(Photo object pointing records)
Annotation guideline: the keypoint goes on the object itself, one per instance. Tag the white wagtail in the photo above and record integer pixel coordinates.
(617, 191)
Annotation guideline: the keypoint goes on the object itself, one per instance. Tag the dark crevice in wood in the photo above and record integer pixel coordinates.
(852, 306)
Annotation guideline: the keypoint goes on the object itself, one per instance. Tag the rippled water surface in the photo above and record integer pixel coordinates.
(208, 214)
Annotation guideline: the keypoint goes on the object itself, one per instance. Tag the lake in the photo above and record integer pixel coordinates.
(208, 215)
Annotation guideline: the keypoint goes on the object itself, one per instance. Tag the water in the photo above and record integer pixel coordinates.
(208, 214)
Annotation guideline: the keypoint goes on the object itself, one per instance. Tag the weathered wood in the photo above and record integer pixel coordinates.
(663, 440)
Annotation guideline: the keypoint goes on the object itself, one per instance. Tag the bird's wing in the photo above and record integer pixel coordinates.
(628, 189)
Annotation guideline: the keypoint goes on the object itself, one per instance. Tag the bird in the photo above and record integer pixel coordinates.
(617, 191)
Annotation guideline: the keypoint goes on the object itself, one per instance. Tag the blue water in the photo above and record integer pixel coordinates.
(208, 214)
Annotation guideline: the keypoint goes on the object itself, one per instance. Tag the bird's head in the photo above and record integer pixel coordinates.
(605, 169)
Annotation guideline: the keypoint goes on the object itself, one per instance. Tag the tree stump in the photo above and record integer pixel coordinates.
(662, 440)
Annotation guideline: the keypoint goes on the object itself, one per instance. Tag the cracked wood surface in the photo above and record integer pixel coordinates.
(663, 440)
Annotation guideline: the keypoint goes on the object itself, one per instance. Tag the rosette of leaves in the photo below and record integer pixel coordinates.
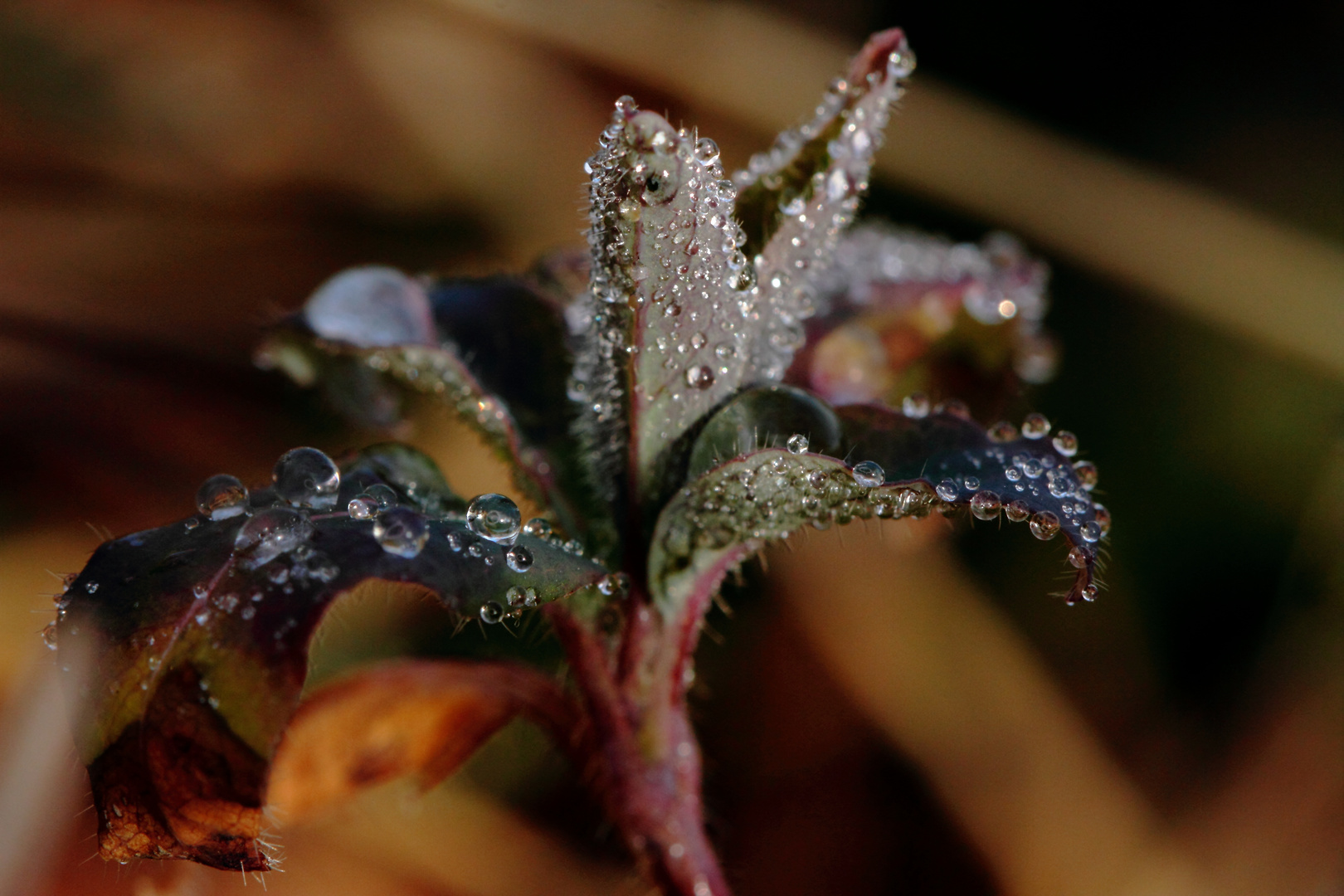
(639, 395)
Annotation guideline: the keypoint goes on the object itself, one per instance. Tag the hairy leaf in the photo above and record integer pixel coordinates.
(370, 327)
(894, 465)
(683, 309)
(797, 197)
(195, 635)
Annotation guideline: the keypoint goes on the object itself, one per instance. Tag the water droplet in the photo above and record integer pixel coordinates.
(1045, 525)
(222, 496)
(272, 533)
(494, 518)
(916, 406)
(615, 583)
(401, 531)
(308, 479)
(955, 407)
(1035, 426)
(362, 508)
(706, 151)
(538, 527)
(1066, 442)
(519, 559)
(869, 473)
(1086, 472)
(901, 63)
(385, 496)
(986, 505)
(699, 377)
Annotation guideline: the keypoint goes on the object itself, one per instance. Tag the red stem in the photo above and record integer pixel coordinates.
(643, 759)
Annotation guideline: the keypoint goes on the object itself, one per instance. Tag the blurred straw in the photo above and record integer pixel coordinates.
(1205, 254)
(952, 684)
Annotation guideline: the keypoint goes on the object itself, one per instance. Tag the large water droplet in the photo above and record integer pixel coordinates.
(706, 151)
(272, 533)
(401, 531)
(222, 496)
(1045, 525)
(1066, 442)
(986, 505)
(371, 306)
(869, 473)
(1086, 472)
(362, 508)
(519, 559)
(1035, 426)
(699, 377)
(494, 518)
(305, 477)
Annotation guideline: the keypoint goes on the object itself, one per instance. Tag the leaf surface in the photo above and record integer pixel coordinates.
(195, 637)
(460, 343)
(932, 460)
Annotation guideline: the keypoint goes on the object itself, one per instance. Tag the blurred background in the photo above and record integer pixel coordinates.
(177, 173)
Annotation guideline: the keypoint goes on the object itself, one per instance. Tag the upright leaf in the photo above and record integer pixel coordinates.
(799, 197)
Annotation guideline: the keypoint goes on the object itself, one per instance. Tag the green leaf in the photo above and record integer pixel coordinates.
(895, 465)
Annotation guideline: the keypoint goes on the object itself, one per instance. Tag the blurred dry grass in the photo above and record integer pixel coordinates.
(173, 173)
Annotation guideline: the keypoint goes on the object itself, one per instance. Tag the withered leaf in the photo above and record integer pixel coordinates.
(188, 644)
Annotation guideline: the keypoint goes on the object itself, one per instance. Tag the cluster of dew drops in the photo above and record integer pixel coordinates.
(986, 504)
(305, 480)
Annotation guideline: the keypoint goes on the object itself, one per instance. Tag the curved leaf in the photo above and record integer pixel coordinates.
(195, 640)
(459, 343)
(923, 461)
(763, 416)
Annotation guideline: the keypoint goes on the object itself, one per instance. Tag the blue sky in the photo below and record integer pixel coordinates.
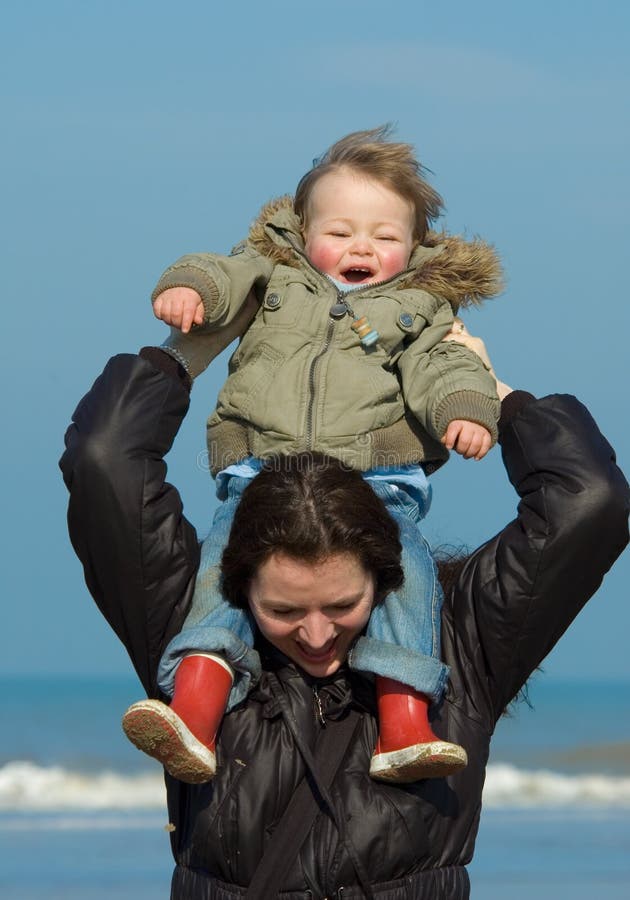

== Exercise description ==
How many lines in the entries contain the word "surface"?

== Written response ==
3